Air China has a large, quite modern aircraft fleet, and long haul international flights are normally operated by Boeing 777, Boeing 747-400, Boeing 747-8 and Airbus A330 aircraft.
The main airport used by the airline is Beijing Capital International Airport. Both international and domestic flights operate from the most modern Terminal here (Terminal 3). If you’re heading to downtown Beijing from the airport, you can either take a taxi or use the rail link. By taxi, the journey at quiet times is approx. 30 mins, but beware that Beijing traffic can be extremely busy and this journey time can double at peak periods. The rail link is efficient and comfortable, and takes about 20 minutes.

════════════════

[The task] According to the Air China passage, how long does the rail link from Beijing Capital International Airport to downtown Beijing take?

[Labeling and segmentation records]
════════════════

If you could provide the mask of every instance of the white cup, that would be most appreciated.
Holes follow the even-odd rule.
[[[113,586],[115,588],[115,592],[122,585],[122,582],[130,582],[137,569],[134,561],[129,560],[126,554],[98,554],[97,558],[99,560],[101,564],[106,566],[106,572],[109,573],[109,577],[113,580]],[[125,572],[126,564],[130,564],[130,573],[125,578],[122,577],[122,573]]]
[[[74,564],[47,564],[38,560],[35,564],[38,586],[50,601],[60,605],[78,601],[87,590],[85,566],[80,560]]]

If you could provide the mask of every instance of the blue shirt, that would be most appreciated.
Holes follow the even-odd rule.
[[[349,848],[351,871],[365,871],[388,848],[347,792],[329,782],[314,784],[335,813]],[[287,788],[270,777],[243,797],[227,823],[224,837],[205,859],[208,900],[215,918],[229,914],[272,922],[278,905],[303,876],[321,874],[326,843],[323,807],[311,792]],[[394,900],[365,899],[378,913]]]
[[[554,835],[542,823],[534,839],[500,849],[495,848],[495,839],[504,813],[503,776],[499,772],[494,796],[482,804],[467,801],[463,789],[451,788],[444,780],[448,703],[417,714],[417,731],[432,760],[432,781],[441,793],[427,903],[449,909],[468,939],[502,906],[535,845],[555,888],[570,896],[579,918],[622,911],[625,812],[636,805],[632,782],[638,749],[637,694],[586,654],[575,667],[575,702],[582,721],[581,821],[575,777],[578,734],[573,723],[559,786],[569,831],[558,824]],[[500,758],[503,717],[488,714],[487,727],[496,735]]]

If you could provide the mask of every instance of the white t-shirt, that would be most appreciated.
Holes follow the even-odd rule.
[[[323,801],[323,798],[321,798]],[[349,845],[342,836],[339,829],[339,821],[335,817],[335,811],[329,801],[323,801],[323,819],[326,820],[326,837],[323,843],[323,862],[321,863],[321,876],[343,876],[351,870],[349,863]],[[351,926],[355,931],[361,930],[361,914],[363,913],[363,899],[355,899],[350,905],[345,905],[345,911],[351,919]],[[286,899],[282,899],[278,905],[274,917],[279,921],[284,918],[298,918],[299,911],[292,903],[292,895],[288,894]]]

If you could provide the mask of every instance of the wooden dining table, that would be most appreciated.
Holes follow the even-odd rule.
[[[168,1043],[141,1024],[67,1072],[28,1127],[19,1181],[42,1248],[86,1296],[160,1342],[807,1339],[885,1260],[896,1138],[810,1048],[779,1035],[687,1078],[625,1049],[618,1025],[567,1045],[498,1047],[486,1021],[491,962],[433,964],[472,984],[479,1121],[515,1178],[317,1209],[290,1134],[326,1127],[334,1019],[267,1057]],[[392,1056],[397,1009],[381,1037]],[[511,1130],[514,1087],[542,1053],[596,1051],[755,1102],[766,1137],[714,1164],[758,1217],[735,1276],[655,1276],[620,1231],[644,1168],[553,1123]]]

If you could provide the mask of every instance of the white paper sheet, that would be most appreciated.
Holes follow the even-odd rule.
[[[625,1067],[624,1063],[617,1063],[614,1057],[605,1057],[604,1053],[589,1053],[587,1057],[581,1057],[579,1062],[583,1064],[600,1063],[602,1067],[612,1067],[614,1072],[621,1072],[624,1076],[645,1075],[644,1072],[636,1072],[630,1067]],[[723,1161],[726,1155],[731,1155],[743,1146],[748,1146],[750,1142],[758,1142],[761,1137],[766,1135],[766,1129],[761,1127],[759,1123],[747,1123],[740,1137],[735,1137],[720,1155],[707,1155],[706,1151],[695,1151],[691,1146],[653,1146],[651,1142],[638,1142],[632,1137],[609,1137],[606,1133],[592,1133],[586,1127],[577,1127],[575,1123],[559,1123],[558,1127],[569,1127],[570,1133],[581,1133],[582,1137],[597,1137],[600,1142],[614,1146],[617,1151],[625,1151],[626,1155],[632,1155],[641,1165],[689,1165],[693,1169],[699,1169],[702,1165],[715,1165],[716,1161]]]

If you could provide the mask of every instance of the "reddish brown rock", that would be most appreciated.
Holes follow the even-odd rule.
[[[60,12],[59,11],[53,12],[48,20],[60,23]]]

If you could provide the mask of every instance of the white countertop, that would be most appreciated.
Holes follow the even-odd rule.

════════════════

[Expected output] About 20 minutes.